▸ **PROMPT**
Rewrite the records below as a numbered list, leaving out any blank lines.

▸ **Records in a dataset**
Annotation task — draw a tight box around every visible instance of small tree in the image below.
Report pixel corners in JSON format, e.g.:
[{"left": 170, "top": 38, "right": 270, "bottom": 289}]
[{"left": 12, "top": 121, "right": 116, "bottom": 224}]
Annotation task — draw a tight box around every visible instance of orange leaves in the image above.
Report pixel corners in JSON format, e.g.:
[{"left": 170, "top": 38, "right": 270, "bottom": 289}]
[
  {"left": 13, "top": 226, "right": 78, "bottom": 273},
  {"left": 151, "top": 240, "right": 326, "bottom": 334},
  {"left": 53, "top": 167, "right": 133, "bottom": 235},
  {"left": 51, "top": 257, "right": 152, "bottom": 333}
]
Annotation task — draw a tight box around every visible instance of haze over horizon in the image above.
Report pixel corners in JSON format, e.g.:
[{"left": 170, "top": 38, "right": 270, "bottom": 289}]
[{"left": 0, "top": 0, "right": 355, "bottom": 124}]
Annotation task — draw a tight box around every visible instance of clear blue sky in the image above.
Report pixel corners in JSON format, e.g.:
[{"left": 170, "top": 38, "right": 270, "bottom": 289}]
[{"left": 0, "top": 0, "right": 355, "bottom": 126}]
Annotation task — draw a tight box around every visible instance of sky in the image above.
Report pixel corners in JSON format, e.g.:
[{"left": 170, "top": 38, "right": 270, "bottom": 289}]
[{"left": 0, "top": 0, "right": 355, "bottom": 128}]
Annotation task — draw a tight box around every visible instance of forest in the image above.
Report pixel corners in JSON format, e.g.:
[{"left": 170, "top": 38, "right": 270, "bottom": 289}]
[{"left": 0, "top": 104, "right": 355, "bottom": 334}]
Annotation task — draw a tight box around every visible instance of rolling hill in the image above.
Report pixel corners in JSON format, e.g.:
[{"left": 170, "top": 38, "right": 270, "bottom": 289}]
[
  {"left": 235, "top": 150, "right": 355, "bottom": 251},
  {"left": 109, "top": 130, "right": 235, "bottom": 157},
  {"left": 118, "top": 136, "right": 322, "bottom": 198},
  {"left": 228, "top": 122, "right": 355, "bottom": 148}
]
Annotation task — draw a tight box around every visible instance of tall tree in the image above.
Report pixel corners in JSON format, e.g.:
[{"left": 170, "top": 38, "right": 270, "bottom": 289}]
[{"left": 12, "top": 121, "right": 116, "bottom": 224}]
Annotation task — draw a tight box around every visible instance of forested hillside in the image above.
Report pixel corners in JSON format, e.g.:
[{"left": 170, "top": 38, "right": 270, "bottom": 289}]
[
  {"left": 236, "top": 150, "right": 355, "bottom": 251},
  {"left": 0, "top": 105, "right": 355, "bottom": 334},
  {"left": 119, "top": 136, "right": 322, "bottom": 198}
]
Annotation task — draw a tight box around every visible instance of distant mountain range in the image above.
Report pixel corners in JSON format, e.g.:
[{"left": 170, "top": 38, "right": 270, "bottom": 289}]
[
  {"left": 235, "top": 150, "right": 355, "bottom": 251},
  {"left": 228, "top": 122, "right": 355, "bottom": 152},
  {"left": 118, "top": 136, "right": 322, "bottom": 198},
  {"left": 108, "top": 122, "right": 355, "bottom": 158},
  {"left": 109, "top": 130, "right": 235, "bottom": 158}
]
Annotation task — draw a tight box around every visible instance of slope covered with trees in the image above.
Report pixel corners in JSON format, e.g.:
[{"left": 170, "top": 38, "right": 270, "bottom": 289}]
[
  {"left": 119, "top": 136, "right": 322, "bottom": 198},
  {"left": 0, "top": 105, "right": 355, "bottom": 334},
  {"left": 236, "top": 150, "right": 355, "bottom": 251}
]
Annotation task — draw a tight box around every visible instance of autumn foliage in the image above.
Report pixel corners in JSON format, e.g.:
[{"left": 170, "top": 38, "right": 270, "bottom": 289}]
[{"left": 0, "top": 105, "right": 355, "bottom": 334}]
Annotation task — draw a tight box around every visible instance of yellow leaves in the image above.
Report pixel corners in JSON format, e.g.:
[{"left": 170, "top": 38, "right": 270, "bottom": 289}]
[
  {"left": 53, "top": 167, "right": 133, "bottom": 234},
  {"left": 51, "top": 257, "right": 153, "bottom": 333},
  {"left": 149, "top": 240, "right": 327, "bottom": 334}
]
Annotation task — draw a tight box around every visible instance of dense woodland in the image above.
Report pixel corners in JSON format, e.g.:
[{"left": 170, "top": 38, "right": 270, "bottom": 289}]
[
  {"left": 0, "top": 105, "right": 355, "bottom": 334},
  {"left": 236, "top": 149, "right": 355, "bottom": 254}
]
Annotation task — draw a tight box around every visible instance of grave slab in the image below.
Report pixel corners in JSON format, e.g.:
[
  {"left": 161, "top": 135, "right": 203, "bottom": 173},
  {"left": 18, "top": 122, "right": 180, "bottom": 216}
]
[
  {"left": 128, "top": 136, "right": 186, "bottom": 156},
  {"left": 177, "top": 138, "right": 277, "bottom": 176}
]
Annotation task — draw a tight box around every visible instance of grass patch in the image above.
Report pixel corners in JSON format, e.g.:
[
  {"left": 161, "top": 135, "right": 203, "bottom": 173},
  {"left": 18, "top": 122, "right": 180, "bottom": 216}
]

▸ **RESULT OF THIS EXERCISE**
1. Annotation task — draw a tight box around every visible instance of small tree in the image below.
2. Report pixel corners in JSON format, e.g.:
3. [{"left": 170, "top": 38, "right": 270, "bottom": 289}]
4. [{"left": 12, "top": 121, "right": 116, "bottom": 224}]
5. Annotation task — draw a tight box around every visible instance of orange leaves in the image above.
6. Report pixel corners in JSON format, e.g.:
7. [{"left": 170, "top": 38, "right": 270, "bottom": 289}]
8. [
9.   {"left": 13, "top": 226, "right": 78, "bottom": 273},
10.   {"left": 151, "top": 240, "right": 326, "bottom": 334},
11.   {"left": 53, "top": 167, "right": 133, "bottom": 235},
12.   {"left": 51, "top": 257, "right": 152, "bottom": 333}
13. ]
14. Annotation task — draw a tight box around every visible instance of haze over horizon in the image above.
15. Report pixel corners in JSON format, e.g.:
16. [{"left": 170, "top": 38, "right": 270, "bottom": 289}]
17. [{"left": 0, "top": 0, "right": 355, "bottom": 124}]
18. Annotation task — draw a tight box around every visible instance of clear blue sky in the image above.
19. Report pixel corners in JSON format, e.g.:
20. [{"left": 170, "top": 38, "right": 270, "bottom": 289}]
21. [{"left": 0, "top": 0, "right": 355, "bottom": 126}]
22. Annotation task — draw a tight box around every visible instance of sky in the image above.
23. Report pixel corners in JSON format, e.g.:
24. [{"left": 170, "top": 38, "right": 270, "bottom": 289}]
25. [{"left": 0, "top": 0, "right": 355, "bottom": 128}]
26. Annotation task — draw a tight box around every visible instance of forest in the image above.
27. Report pixel corners in JSON format, e.g.:
28. [{"left": 170, "top": 38, "right": 270, "bottom": 289}]
29. [{"left": 0, "top": 104, "right": 355, "bottom": 334}]
30. Annotation task — draw a tight box around every visible instance of rolling hill in the image above.
31. Report pixel corners in JSON format, e.g.:
32. [{"left": 170, "top": 38, "right": 270, "bottom": 289}]
33. [
34.   {"left": 235, "top": 150, "right": 355, "bottom": 251},
35.   {"left": 109, "top": 130, "right": 235, "bottom": 157},
36.   {"left": 118, "top": 136, "right": 322, "bottom": 198},
37.   {"left": 228, "top": 122, "right": 355, "bottom": 148}
38. ]
39. Annotation task — draw a tight box around every visible instance of tall tree in the image above.
40. Report pixel corners in JSON format, e.g.:
41. [{"left": 170, "top": 38, "right": 270, "bottom": 289}]
42. [{"left": 12, "top": 121, "right": 116, "bottom": 224}]
43. Annotation task — draw a tight box around every visible instance of forested hillside in the image above.
44. Report pixel corners in JSON format, e.g.:
45. [{"left": 170, "top": 38, "right": 270, "bottom": 289}]
46. [
47.   {"left": 236, "top": 150, "right": 355, "bottom": 251},
48.   {"left": 0, "top": 105, "right": 355, "bottom": 334},
49.   {"left": 119, "top": 136, "right": 322, "bottom": 198}
50. ]
51. Annotation task — draw a tight box around every visible instance of distant mountain range in the image above.
52. Report pixel corners in JSON format, e.g.:
53. [{"left": 170, "top": 38, "right": 270, "bottom": 289}]
54. [
55.   {"left": 235, "top": 150, "right": 355, "bottom": 251},
56.   {"left": 228, "top": 122, "right": 355, "bottom": 152},
57.   {"left": 118, "top": 136, "right": 322, "bottom": 198},
58.   {"left": 108, "top": 122, "right": 355, "bottom": 158},
59.   {"left": 109, "top": 130, "right": 235, "bottom": 158}
60. ]
61. Annotation task — draw a tight box around every visible instance of slope covered with trees in the image above.
62. Report pixel corners in JSON format, e.g.:
63. [{"left": 170, "top": 38, "right": 270, "bottom": 289}]
64. [
65.   {"left": 119, "top": 136, "right": 322, "bottom": 198},
66.   {"left": 0, "top": 105, "right": 355, "bottom": 334},
67.   {"left": 236, "top": 150, "right": 355, "bottom": 251}
68. ]
69. Annotation task — draw a tight box around every visible instance of autumn foliage in the image above.
70. Report pixel corners in JSON format, e.g.:
71. [{"left": 170, "top": 38, "right": 270, "bottom": 289}]
72. [{"left": 0, "top": 105, "right": 355, "bottom": 334}]
73. Annotation task — draw a tight box around every visible instance of yellow leaves in the image above.
74. Report pixel corners in JSON format, e.g.:
75. [{"left": 170, "top": 38, "right": 270, "bottom": 289}]
76. [
77.   {"left": 53, "top": 167, "right": 133, "bottom": 234},
78.   {"left": 51, "top": 257, "right": 153, "bottom": 333},
79.   {"left": 149, "top": 240, "right": 327, "bottom": 334}
80. ]
81. Annotation task — draw a tight box around every visible instance of dense woodland in the image above.
82. Report pixel corners in JSON format, e.g.:
83. [{"left": 170, "top": 38, "right": 270, "bottom": 289}]
84. [
85.   {"left": 0, "top": 105, "right": 355, "bottom": 334},
86.   {"left": 236, "top": 149, "right": 355, "bottom": 254}
87. ]
88. Annotation task — draw a tight box around every visible instance of grave slab in the image below.
89. Report pixel corners in JSON format, e.g.:
90. [
91.   {"left": 161, "top": 135, "right": 203, "bottom": 173},
92.   {"left": 18, "top": 122, "right": 180, "bottom": 216}
93. ]
94. [
95.   {"left": 128, "top": 136, "right": 186, "bottom": 156},
96.   {"left": 177, "top": 138, "right": 277, "bottom": 176}
97. ]
98. Annotation task — draw a tight box around every visible instance of grass patch in the image above.
99. Report pixel corners in JSON format, e.g.:
100. [
101.   {"left": 161, "top": 135, "right": 203, "bottom": 173},
102.   {"left": 18, "top": 122, "right": 180, "bottom": 216}
103. ]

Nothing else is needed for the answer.